* [PROBLEM TO WORK ON]
Please reproduce the records below with "with a pin" swapped for "with a marker" everywhere and everything else unchanged. Leave the pictures out of your answer.

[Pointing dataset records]
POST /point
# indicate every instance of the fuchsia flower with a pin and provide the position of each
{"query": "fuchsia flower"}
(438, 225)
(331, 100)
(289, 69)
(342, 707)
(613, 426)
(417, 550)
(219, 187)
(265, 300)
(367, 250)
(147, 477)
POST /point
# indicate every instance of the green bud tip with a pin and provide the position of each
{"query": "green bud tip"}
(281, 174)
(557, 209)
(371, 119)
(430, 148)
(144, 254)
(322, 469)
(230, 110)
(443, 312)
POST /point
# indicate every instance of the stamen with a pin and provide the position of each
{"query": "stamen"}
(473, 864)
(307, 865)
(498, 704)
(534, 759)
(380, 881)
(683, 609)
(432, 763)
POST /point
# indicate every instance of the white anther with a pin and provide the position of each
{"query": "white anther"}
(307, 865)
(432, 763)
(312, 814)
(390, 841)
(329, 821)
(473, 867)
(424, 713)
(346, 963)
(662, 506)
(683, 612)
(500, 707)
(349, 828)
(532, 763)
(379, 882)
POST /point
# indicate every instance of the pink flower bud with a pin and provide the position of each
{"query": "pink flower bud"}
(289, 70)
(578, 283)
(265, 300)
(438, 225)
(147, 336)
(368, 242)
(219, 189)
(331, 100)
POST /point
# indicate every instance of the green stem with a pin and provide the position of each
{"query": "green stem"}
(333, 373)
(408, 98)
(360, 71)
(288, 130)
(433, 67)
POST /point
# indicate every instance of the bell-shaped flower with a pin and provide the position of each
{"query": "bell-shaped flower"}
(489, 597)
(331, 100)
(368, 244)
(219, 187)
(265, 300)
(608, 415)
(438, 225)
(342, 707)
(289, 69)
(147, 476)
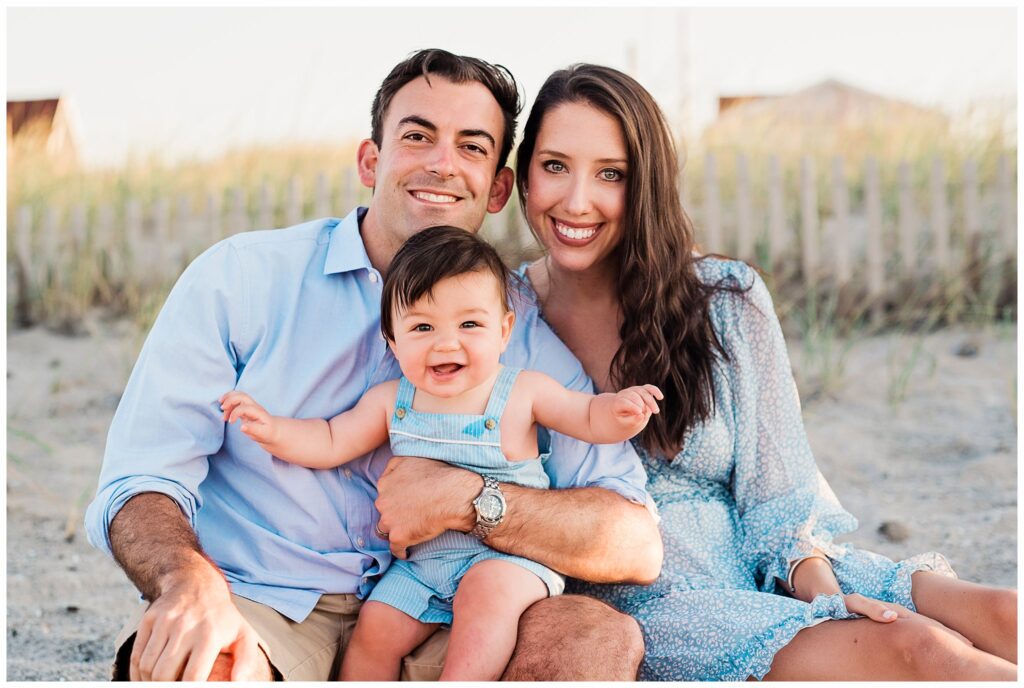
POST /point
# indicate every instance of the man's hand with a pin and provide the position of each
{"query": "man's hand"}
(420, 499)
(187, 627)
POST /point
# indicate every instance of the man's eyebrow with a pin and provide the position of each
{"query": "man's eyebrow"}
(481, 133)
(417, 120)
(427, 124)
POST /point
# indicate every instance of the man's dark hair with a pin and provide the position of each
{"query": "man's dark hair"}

* [SOLUTION FOR THIS PROBLEM]
POST /point
# indicate every instance of the fuchsia flower with a marker and provide the position of each
{"query": "fuchsia flower"}
(438, 225)
(331, 100)
(289, 69)
(342, 707)
(613, 426)
(417, 550)
(219, 187)
(265, 300)
(367, 250)
(147, 477)
POST /point
# indicate every instance of the green bud tip with a marker and provide the position of each
{"query": "green bud tip"}
(281, 174)
(557, 209)
(371, 119)
(430, 148)
(144, 254)
(322, 469)
(230, 110)
(443, 312)
POST /point
# indicate every instance of the stamen with a marker and provide the position of each
{"query": "stamen"}
(473, 864)
(307, 865)
(498, 704)
(534, 759)
(380, 881)
(683, 609)
(432, 763)
POST /point
# indicate every instance of the white anther with a marker and provide the position of each
{"query": "white anther"}
(307, 865)
(432, 763)
(312, 814)
(390, 841)
(329, 821)
(473, 867)
(424, 713)
(346, 963)
(662, 506)
(683, 612)
(500, 707)
(349, 828)
(532, 763)
(379, 882)
POST /point
# indicate every instance of the pink flower bud with a marker and provide the position of each
{"query": "pink flower bud"}
(289, 70)
(578, 283)
(265, 300)
(438, 225)
(147, 336)
(368, 242)
(219, 189)
(331, 100)
POST /point
# indicate every instance of the green stem with a marker and provide the position of each
{"query": "green stem"}
(333, 373)
(408, 98)
(360, 71)
(288, 130)
(433, 67)
POST /point
# indicate every instance of the bell-shaped flower with a marker and provide the position of each
{"query": "bell-shaped flower"}
(489, 597)
(331, 100)
(368, 244)
(219, 187)
(265, 300)
(608, 415)
(438, 225)
(342, 707)
(289, 69)
(147, 476)
POST /point
# indicate every instance of the man's hand with a marker and provide the position of each
{"query": "man's hand"}
(420, 499)
(187, 627)
POST /point
# indicate every instance of the man's eyebrow with a marker and provide the position of each
{"query": "man's eyebrow"}
(481, 133)
(417, 120)
(427, 124)
POST /point
# indicate every instance of the man's dark hair with a marker and provide the position of each
{"query": "man's dark hair"}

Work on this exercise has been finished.